Crape myrtle comes in dwarf varieties (up to 3 feet , or 1.5 meters) and large ones, which are ideal for big view blocks in fairly spacious gardens, but only informal ones.

  • Hardiness: USDA zones 6 to 9.
  • Light exposure: full Sun.
  • Blooming season: mid summer and fall.
  • Size: 6 to 15 feet tall and in spread (1.8 to 4.5 meters). 
  • Soil requirements: medium rich and well drained loam, clay, chalk or sand based soil with pH from mildly alkaline to mildly acidic. It is drought and heavy clay tolerant.

4: Beautyberry (Callicarpa americana)

Beautyberry (Callicarpa americana)

Beautyberry shrubs will shield you from prying eyes fast and, well, the name says it: with beauty. The branches are long and thin, filled with broad, mid green leaves that start in spring and cover the bush till late fall.

They arch, almost coming back to the ground, and they fill with white, pink or violet flowers in summer.

But this plant is bette known for the amazing violet purple berries that follow them in decorative clusters in fall. And it will fill with butterflies, pollinators and birds as well.

Beautyberry has a herbaceous look that makes it suitable to informal and traditional gardens, like English country or cottage gardens; it is easy to grow and low maintenance and it looks really great in naturalized settings.

  • Hardiness: USDA zones 6 to 10.
  • Light exposure: full Sun or partial shade.
  • Blooming season: summer.
  • Size: 3 to 6 feet tall and in spread (90 to 180 cm); some cultivars can grow bigger.
  • Soil requirements: well drained and medium moist loam, clay, chalk or sand based soil with pH from mildly alkaline to mildly acidic.

5: Mock Orange (Philadelphus coronarius)

Mock Orange (Philadelphus coronarius)

Mock orange is a fast growing deciduous shrub that takes its citrus smelling blooms. They don’t loom at all like “zagare” the flowers of orange trees, but they are still beautiful;

they come in in small groups of white blossoms at the end of branches, showy and with four petals each.

The foliage is broad and mid green, serrated, curved and pointed elliptical, and it is dense enough to stop any curious eye…

In winter, you will be able to enjoy the pale brown branches, waiting for the warm season to come back.

Mock orange is a well known shrub for its fragrance and beauty, it gives you that idea of “fruit tree blossom”,

looking a bit like apple trees, but it has a bushy shape that suits an informal garden, especially one that hearkens back at traditional and country designs, even if it is in an urban or suburban area.

  • Hardiness: USDA zones 4 to 7.
  • Light exposure: full Sun or partial shade.
  • Blooming season: late spring and early summer.
  • Size: up to 12 feet tall and in spread (3.6 meters).

RECORDS:
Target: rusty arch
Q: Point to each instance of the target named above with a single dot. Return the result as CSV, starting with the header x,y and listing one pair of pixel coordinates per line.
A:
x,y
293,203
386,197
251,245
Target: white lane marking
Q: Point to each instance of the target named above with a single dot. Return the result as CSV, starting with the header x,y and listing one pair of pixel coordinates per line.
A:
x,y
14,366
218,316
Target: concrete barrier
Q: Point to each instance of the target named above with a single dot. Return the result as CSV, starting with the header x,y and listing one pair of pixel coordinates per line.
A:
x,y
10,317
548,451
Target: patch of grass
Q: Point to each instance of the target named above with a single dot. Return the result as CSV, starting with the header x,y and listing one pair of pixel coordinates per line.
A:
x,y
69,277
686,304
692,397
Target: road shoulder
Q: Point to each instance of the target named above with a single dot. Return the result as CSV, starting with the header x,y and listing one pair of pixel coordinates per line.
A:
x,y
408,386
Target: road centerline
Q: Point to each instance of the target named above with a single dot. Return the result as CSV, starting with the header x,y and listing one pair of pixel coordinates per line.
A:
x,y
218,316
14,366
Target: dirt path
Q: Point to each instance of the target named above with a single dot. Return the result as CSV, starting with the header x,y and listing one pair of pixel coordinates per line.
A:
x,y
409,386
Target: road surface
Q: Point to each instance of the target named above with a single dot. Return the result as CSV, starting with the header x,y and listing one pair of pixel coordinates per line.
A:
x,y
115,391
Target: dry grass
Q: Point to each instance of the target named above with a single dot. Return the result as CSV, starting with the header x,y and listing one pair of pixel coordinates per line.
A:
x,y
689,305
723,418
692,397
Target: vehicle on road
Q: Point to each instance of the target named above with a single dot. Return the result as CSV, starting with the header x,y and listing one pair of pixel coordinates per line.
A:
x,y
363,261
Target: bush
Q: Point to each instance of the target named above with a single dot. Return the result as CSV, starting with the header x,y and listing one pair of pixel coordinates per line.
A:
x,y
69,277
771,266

EXERCISE:
Return the part of the shrub guide that begins with the words "Mock orange is a fast" and ends with "to come back.", copied without any changes.

TASK RESPONSE:
Mock orange is a fast growing deciduous shrub that takes its citrus smelling blooms. They don’t loom at all like “zagare” the flowers of orange trees, but they are still beautiful;

they come in in small groups of white blossoms at the end of branches, showy and with four petals each.

The foliage is broad and mid green, serrated, curved and pointed elliptical, and it is dense enough to stop any curious eye…

In winter, you will be able to enjoy the pale brown branches, waiting for the warm season to come back.